▶ **Collected data entries**:

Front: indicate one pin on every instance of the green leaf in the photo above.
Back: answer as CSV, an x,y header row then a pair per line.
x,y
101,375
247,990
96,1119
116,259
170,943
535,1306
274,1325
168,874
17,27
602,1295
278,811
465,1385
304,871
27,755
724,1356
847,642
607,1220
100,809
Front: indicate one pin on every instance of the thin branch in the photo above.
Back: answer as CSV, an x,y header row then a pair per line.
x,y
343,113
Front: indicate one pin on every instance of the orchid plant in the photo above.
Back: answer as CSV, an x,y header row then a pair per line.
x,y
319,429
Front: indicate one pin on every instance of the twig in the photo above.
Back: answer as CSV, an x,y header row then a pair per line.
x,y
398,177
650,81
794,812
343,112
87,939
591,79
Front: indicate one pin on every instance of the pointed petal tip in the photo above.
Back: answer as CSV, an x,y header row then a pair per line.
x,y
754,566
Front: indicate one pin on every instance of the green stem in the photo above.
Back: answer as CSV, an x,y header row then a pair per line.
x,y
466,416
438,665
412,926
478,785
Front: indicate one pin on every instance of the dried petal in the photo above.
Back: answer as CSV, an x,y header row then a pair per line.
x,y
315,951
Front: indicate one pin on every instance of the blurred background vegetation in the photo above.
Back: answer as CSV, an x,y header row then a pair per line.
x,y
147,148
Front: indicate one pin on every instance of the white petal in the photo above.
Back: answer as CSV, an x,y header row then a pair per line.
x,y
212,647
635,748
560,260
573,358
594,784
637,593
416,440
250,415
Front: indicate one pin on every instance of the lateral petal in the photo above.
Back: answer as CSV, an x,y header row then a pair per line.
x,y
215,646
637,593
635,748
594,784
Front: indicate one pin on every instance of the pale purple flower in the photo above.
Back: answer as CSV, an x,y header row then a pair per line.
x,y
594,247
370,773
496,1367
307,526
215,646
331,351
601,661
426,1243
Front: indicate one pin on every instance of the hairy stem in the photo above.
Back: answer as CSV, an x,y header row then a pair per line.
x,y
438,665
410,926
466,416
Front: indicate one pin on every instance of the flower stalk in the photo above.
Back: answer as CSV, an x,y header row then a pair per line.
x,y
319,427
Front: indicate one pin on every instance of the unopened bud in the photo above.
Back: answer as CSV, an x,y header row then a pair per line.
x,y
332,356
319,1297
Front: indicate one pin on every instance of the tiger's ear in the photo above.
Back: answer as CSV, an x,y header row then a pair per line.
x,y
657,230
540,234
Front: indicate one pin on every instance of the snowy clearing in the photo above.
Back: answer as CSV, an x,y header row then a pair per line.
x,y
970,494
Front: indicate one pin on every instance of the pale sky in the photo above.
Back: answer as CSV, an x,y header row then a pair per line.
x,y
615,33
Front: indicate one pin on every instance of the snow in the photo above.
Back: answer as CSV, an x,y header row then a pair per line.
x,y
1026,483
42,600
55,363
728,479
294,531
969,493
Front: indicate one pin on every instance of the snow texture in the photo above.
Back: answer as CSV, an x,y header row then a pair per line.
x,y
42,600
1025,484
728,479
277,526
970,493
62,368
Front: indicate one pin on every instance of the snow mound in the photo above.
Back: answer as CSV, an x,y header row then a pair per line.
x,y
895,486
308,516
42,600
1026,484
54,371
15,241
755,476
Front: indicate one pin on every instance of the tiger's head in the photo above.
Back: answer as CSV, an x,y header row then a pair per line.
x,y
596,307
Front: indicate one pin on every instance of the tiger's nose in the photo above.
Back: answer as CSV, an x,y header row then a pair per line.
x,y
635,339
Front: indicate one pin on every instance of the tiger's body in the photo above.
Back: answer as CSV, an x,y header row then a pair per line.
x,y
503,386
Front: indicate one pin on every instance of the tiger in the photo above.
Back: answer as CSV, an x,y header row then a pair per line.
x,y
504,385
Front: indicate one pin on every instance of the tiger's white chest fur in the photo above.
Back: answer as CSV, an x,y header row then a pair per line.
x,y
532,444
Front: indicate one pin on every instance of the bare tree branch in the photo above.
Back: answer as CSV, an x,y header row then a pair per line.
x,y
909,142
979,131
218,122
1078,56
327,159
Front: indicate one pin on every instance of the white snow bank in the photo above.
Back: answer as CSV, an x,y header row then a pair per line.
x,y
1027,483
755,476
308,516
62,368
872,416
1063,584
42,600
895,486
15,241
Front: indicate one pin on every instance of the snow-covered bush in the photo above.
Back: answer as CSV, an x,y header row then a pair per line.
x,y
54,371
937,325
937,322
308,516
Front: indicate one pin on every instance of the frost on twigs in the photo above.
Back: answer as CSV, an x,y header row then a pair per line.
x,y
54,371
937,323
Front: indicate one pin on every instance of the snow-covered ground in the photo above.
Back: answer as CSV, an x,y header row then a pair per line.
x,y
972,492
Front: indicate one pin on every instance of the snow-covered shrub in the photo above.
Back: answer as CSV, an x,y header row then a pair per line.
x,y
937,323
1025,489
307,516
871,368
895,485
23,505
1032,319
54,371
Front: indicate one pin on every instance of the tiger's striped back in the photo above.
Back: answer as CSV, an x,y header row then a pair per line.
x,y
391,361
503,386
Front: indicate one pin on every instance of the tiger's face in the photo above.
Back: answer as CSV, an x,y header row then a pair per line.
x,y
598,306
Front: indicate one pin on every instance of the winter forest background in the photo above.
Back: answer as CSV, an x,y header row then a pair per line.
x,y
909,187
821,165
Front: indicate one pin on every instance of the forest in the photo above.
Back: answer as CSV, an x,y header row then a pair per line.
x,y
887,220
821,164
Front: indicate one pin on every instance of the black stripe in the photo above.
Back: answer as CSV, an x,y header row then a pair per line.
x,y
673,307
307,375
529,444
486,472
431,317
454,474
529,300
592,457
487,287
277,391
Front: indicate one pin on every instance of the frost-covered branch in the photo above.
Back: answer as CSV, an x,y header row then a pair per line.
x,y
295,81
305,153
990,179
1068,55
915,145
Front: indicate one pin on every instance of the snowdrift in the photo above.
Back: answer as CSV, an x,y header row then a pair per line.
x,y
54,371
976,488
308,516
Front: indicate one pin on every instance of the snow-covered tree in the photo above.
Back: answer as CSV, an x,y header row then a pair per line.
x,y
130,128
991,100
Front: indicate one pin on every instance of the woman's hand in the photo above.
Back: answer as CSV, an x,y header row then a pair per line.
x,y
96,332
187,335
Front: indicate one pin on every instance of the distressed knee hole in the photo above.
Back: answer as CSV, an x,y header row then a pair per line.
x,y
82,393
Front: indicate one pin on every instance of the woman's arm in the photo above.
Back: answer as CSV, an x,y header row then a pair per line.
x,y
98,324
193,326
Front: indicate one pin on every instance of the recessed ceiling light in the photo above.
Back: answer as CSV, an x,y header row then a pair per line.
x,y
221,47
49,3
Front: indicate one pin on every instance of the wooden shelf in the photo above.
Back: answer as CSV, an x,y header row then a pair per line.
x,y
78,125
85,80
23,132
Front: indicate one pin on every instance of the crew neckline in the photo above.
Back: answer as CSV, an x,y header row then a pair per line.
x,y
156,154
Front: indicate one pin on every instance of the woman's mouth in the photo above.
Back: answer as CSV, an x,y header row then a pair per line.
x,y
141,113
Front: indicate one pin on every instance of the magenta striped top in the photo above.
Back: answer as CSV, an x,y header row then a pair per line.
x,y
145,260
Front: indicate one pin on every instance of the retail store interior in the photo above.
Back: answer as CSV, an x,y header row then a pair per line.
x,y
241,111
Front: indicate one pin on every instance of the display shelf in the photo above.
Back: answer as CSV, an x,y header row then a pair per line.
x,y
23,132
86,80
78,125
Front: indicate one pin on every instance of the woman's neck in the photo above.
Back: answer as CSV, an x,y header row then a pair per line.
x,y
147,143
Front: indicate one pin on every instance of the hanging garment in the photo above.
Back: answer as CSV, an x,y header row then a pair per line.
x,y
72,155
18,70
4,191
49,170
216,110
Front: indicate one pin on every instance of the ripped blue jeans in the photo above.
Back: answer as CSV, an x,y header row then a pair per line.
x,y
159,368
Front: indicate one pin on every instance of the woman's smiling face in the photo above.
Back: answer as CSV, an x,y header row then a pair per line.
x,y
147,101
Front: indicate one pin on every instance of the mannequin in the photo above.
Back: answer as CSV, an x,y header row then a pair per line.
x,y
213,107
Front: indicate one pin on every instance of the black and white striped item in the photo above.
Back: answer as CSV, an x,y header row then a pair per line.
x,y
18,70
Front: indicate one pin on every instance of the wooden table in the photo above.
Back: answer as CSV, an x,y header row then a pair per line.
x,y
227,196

▶ **What this task involves**: Quote, without alteration, the final stretch of the entries: the line with "Front: indicate one pin on every instance of the woman's smiling" onward to the last line.

▶ **Worked solution**:
Front: indicate one pin on every instance of the woman's smiling face in the photo above.
Back: answer as CSV, an x,y header row then a pair per line.
x,y
147,101
Front: indicate one pin on every instance of the mannequin in the photo above.
Back: answer as CSV, an x,y header row then a pair per line.
x,y
213,107
Front: indicate one pin on every instance of the black and white striped item in the photo above.
Back: answer as CSV, an x,y header row then a pair per line.
x,y
18,70
Front: indicate one pin on every instance of the wooden table in the photo above.
Back: answer as CSV, an x,y header row then a pair per line.
x,y
227,196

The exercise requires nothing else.